-------- Supplied material --------

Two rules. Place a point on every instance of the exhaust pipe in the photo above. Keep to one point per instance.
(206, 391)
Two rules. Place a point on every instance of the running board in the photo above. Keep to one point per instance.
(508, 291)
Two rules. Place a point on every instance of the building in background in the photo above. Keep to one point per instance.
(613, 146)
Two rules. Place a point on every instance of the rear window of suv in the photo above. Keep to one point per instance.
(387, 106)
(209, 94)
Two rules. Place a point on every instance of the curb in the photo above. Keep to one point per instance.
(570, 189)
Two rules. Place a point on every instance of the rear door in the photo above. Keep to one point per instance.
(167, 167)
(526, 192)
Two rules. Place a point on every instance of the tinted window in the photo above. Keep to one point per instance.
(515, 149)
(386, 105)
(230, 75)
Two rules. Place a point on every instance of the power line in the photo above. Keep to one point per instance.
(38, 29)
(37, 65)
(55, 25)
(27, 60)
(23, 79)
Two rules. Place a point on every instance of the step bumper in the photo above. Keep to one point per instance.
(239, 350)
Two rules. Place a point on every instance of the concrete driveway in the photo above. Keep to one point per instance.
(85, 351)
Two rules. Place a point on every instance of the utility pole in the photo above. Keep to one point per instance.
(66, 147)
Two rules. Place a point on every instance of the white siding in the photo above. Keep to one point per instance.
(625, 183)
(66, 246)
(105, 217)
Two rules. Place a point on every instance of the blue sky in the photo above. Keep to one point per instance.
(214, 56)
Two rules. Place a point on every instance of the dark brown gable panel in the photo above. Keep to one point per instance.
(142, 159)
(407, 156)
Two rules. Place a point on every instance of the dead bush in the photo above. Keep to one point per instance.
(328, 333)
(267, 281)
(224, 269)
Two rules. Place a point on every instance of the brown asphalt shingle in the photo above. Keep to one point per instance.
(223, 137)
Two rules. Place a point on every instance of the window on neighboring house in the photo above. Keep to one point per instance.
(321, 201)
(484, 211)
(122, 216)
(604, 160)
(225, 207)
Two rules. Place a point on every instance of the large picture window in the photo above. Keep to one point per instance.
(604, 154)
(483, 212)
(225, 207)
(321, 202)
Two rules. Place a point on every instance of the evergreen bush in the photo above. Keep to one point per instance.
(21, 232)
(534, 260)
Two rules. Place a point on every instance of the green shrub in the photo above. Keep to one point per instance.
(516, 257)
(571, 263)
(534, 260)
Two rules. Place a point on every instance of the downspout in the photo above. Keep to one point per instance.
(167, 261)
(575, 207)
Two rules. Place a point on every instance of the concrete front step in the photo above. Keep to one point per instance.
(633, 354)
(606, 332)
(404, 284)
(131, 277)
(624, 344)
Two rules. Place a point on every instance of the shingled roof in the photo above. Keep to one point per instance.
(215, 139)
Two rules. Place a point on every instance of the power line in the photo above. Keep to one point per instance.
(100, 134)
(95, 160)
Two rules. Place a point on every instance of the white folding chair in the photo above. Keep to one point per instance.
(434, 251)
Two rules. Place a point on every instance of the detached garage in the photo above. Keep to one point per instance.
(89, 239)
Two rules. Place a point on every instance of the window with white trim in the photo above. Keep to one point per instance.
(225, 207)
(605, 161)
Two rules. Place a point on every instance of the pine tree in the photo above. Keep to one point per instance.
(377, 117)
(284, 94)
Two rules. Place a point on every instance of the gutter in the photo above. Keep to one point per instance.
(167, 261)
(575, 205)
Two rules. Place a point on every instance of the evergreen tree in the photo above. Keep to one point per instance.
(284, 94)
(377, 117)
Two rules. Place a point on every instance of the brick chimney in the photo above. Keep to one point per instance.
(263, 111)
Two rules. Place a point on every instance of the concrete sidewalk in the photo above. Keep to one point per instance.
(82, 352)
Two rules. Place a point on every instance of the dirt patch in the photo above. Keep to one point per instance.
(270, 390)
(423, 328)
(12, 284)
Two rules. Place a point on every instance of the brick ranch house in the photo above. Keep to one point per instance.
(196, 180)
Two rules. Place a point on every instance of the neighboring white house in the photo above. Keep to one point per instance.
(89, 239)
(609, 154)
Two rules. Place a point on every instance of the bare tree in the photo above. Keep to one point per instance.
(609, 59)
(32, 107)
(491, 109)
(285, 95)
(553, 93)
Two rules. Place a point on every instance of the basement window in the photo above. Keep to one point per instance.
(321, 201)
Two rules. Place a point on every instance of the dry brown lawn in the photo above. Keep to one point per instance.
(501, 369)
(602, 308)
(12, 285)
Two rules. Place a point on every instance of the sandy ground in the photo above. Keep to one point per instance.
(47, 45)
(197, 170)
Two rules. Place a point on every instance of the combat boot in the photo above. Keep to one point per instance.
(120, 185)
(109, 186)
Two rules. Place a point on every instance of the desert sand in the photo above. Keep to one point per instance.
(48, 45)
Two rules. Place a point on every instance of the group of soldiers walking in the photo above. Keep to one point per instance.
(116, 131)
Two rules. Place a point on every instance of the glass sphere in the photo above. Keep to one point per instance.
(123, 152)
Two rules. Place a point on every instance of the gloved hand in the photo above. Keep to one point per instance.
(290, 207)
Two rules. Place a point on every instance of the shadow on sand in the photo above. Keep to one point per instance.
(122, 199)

--------

(Problem)
Express the data from the line that has "Two rules. Place a point on every instance of the dry" through the end of the data as a two-column CSV with the header text,answer. Give one row per text and its answer, with each value in its own quoted field and any line breaks replaced by spaces.

(Finished task)
text,answer
"Two rules. Place a point on every instance of the dry brown lawn in the photo above. Keep to one point per instance.","(501, 369) (602, 308) (12, 285)"
"Two rules. Place a point on every instance of the sandy ground in the photo above. Keep to one point per instance.","(47, 45) (197, 170)"
"Two rules. Place a point on every instance of the combat boot in the photo above. Keep to one point per instance.","(120, 185) (109, 186)"
"Two rules. Place a point on every instance of the desert sand in the photo above. Keep to one point per instance.","(48, 45)"
"Two rules. Place a point on every instance of the group of soldiers walking in the photo above. Keep to one point per instance.","(116, 131)"
"Two rules. Place a point on every instance of the glass sphere in the photo above. Keep to one point per instance.","(123, 152)"
"Two rules. Place a point on every instance of the gloved hand in the photo above. Keep to one point per instance.","(290, 207)"
"Two rules. Place a point on every instance of the shadow on sand in the photo above. Keep to one point per instance.","(122, 199)"